Report every line in the rows below that contains the word "valued", copying each such line in full. Matching is case-sensitive.

───── EXERCISE INPUT ─────

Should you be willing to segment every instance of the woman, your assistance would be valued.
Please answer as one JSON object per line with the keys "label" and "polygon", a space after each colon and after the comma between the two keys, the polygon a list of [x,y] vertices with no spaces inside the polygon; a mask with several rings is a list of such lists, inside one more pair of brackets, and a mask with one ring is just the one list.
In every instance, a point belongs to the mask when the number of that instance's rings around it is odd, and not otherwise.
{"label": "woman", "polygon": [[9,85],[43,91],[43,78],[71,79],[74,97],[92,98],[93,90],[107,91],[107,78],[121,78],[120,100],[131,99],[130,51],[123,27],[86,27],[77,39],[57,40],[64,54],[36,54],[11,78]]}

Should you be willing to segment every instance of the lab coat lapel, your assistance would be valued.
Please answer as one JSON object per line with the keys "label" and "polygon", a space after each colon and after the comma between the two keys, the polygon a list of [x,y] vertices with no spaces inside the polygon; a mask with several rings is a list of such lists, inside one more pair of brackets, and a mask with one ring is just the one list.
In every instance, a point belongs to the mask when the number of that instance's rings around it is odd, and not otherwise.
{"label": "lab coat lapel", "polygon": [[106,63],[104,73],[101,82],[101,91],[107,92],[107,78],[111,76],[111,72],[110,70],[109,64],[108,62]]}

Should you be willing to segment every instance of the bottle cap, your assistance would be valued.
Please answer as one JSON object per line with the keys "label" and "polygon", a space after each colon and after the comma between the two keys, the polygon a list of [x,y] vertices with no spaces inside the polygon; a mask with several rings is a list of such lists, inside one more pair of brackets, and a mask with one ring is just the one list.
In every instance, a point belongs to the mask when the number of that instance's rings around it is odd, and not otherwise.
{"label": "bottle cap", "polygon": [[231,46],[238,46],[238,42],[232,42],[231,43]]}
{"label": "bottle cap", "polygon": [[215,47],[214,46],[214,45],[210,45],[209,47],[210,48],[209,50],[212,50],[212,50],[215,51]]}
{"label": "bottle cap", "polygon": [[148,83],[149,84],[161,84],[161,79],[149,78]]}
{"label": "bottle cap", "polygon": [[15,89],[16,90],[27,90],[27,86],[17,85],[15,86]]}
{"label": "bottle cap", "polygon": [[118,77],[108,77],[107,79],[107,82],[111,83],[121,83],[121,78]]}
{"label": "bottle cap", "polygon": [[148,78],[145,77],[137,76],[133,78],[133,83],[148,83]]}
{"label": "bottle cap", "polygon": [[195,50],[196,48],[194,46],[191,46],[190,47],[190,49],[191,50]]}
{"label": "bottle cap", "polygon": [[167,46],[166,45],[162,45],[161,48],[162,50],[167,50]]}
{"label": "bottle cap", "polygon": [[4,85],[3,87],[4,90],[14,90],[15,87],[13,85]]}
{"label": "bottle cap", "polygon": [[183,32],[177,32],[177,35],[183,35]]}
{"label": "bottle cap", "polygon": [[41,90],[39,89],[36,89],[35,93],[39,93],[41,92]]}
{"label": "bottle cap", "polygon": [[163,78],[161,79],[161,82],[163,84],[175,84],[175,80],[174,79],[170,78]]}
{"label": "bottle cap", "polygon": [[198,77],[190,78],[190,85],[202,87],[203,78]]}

─────

# THE OUTPUT
Should you be willing to segment every instance of the woman, your assistance would be valued.
Should you be willing to segment every instance of the lab coat lapel, your assistance would be valued.
Should you be willing to segment every instance of the bottle cap, your assistance would be valued.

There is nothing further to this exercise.